(SHORT PROBLEM A):
In the link-checker thread, what does the site use that the commenter asks about as a possible cause of the broken relative links?

(SOURCE EXCERPT):
-- START --

Hm, I can't reproduce this issue. Are you sure configuring-load-balancer-endpoints.html exists? Could you zip up your output for me to examine it, or is there some other way I can reproduce it?

bnorberg commented 1 year ago

Thanks, for the quick response, gjtorikian.

That page does exist because the link works on the deploy site. Here's the page in the gh-pages branch of the deploy, https://github.com/NetAppDocs/storagegrid-116/blob/gh-pages/admin/configuring-load-balancer-endpoints.html and here is the page that is reference the above link through the relative https://github.com/NetAppDocs/storagegrid-116/blob/gh-pages/admin/configuring-custom-server-certificate-for-storage-node-or-clb.html. Again this is just one example. We are getting the broken link on all .. relative links. If we change <a href="../admin/configuring-load-balancer-endpoints.html"> to <a href="./admin/configuring-load-balancer-endpoints.html"> or <a href="/admin/configuring-load-balancer-endpoints.html">, the link checker will not return a broken link message.

We are using a mix of private and public GitHub build runners and different deployment environments for site builds so it will probably not be possible to replicate what I am seeing.

Is there a possibility that this could be related to a site prefix causing the .. in the relative link to not actually be in the correct directory to find the linked file?? We use a language prefix on our site.

Thanks again.

gjtorikian commented 1 year ago

Sorry, but this is probably going to be a bit of back and forth. 😓

There are already a few tests that check to make sure relative (../) links works; I've just pushed a new test up that tries to mimic your issue and it, too, passes: https://github.com/gjtorikian/html-proofer/commit/bd8911119df6568382a6b002104811913ffd1a85

But as I said there are many tests for this. One thing I noticed is that the GitHub page you link to for configuring-load-balancer-endpoints.html has 0 links for ../admin/configuring-load-balancer-endpoints.html, but it does have links for /us-en/storagegrid-116/admin/configuring-load-balancer-endpoints.html. Is this expected?

riccardoporreca commented 1 year ago

@gjtorikian, are the tests also covering the case of running on a directory instead of an individual file?

By looking at https://github.com/gjtorikian/html-proofer/blob/83a948241ff59102325566afa082b9471aea946f/lib/html_proofer/attribute/url.rb#L135-L160

It seems the logic could be different in the two cases since for a "file" check I think @runner.current_source is the same as @runner.current_filename.

-- END --

(LISTED RECORDS):
-- START --

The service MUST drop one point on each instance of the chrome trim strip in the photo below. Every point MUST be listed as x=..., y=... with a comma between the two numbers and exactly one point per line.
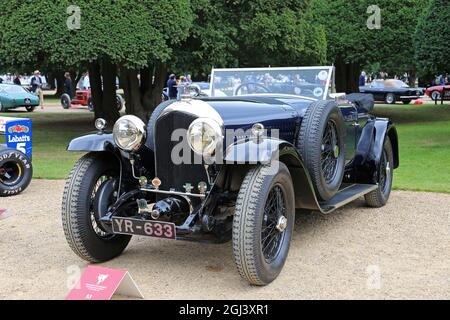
x=175, y=193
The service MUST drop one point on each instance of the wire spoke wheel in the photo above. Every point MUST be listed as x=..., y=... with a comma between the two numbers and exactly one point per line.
x=95, y=223
x=330, y=151
x=271, y=233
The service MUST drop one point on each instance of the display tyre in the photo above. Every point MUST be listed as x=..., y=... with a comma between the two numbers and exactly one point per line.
x=380, y=197
x=321, y=143
x=16, y=172
x=436, y=96
x=390, y=98
x=120, y=102
x=91, y=104
x=89, y=187
x=66, y=101
x=263, y=223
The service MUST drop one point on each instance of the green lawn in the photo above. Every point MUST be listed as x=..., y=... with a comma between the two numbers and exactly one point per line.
x=424, y=137
x=424, y=134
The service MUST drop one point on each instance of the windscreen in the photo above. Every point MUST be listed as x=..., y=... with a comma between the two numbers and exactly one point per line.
x=309, y=82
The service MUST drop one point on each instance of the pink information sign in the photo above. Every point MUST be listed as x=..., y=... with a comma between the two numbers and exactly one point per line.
x=99, y=283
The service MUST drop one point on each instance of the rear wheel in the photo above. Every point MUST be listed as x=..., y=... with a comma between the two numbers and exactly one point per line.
x=263, y=223
x=390, y=98
x=16, y=172
x=321, y=143
x=380, y=197
x=92, y=175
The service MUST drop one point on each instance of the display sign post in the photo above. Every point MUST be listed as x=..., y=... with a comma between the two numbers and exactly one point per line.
x=99, y=283
x=18, y=134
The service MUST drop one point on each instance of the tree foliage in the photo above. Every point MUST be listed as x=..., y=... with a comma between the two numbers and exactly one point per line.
x=432, y=39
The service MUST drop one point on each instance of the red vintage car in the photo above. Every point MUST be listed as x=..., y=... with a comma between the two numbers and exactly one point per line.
x=84, y=98
x=435, y=92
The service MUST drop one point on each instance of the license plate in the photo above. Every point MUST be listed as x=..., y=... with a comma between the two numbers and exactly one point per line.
x=155, y=229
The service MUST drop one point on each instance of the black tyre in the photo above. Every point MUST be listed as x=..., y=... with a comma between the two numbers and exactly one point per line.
x=390, y=98
x=263, y=223
x=30, y=108
x=80, y=219
x=152, y=122
x=321, y=143
x=379, y=197
x=66, y=101
x=91, y=104
x=16, y=172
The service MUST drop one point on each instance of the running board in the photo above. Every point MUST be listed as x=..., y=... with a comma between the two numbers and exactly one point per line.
x=346, y=195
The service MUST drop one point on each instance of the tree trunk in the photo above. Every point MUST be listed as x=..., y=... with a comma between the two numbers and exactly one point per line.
x=347, y=76
x=109, y=103
x=95, y=79
x=143, y=96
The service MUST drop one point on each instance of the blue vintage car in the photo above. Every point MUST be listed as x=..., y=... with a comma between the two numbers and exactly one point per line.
x=14, y=96
x=234, y=166
x=391, y=91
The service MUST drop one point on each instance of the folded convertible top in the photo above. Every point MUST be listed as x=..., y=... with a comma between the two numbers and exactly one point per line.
x=364, y=102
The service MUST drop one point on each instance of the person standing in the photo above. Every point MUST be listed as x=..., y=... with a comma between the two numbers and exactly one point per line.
x=172, y=86
x=17, y=80
x=36, y=87
x=68, y=85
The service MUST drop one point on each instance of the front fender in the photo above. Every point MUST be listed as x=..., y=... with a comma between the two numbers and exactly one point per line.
x=252, y=152
x=93, y=142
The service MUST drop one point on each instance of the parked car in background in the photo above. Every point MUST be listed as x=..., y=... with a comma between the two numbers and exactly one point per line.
x=215, y=169
x=435, y=93
x=13, y=97
x=84, y=98
x=392, y=91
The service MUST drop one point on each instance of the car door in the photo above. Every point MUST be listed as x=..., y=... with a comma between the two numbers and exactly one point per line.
x=350, y=114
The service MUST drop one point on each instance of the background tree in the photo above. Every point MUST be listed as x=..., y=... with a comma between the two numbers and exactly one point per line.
x=352, y=45
x=432, y=39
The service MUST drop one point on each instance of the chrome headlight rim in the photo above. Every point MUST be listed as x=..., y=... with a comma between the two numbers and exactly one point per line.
x=215, y=127
x=136, y=134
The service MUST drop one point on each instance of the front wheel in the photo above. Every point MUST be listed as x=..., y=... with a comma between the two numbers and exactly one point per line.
x=91, y=177
x=379, y=197
x=263, y=223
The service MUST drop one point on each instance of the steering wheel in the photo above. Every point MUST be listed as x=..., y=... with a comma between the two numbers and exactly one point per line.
x=255, y=84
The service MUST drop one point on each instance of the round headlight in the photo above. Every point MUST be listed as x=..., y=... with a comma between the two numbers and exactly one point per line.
x=129, y=133
x=203, y=136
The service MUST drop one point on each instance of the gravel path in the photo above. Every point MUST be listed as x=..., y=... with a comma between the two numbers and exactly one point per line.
x=400, y=251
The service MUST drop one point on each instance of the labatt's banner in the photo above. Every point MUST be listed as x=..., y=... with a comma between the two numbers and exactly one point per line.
x=18, y=134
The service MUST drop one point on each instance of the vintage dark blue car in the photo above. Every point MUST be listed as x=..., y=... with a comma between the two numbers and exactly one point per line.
x=392, y=91
x=234, y=166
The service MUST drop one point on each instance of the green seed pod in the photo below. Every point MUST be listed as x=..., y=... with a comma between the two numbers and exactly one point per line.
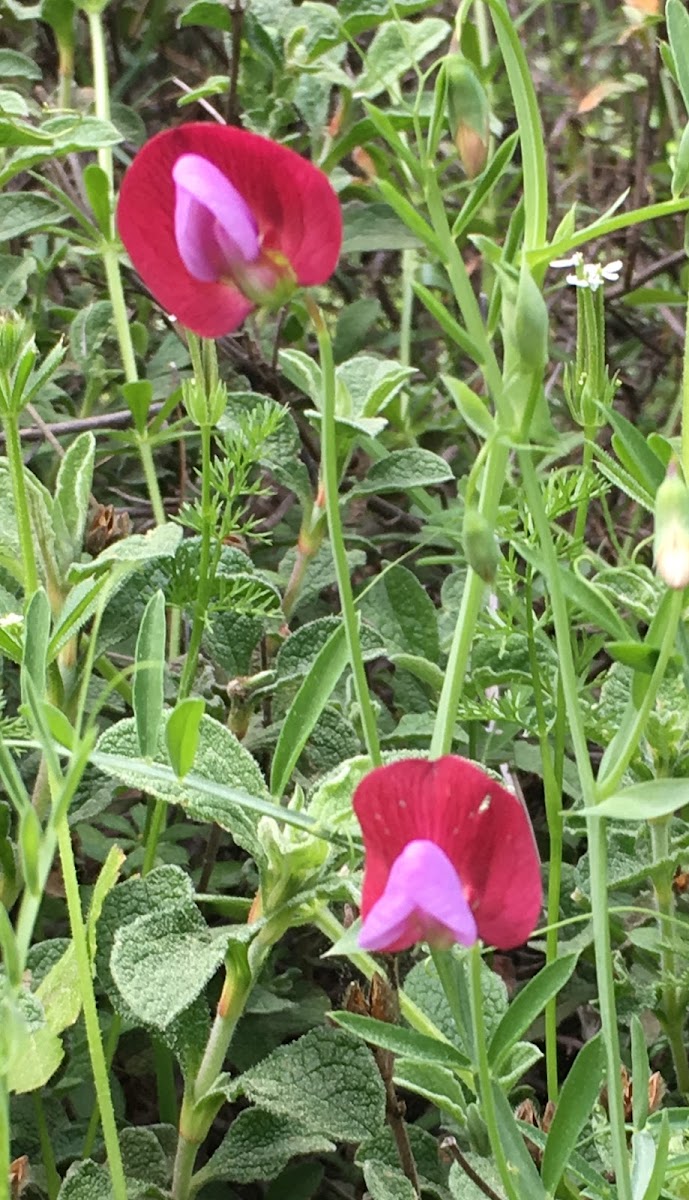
x=468, y=114
x=202, y=408
x=671, y=531
x=681, y=173
x=480, y=545
x=531, y=325
x=13, y=336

-- END --

(SHORT PROBLEM B):
Swap "The service" for "The labeler" throughout the records, from the line containing "the green lawn" down to the line containing "x=435, y=92", and return only those lines with everything else unchanged.

(SOLUTION A):
A language prefix.

(SOLUTION B):
The labeler MUST drop one point on each instance of the green lawn in the photo above. Every point MUST be listed as x=..., y=... with a comma between the two numbers and exactly one point per line.
x=424, y=137
x=424, y=134
The labeler MUST drop one point on each instance of the windscreen in the photo above. Every point MUST be listed as x=..., y=... with a comma between the two numbers and exactly one point per line.
x=309, y=82
The labeler MUST drop one point on each instance of the pink information sign in the photo above. Every point MUST be listed as x=..., y=... with a comma between the two numbers and exactly one point per line.
x=99, y=283
The labeler MUST drop one point on each instance of the rear wheel in the photo above. Every point MUST be listed as x=..., y=... with a comma between the two numbers and exactly one point per line.
x=263, y=223
x=390, y=98
x=16, y=172
x=321, y=143
x=380, y=197
x=92, y=175
The labeler MUST drop one point on each instance of the display sign post in the photo above. Every point MUST be listed as x=..., y=... with a comma between the two numbers and exactly one point per line.
x=99, y=283
x=18, y=134
The labeler MUST drop one point on each instance of the tree foliage in the photo above. Every point MUST be listed as x=..., y=... with a comma between the two numbers and exactly one point per line.
x=432, y=39
The labeler MUST drop one point on each instance of the red vintage car in the photo above. Every point MUST be listed as x=..., y=... with a comma between the two numbers and exactly one point per line.
x=84, y=98
x=435, y=92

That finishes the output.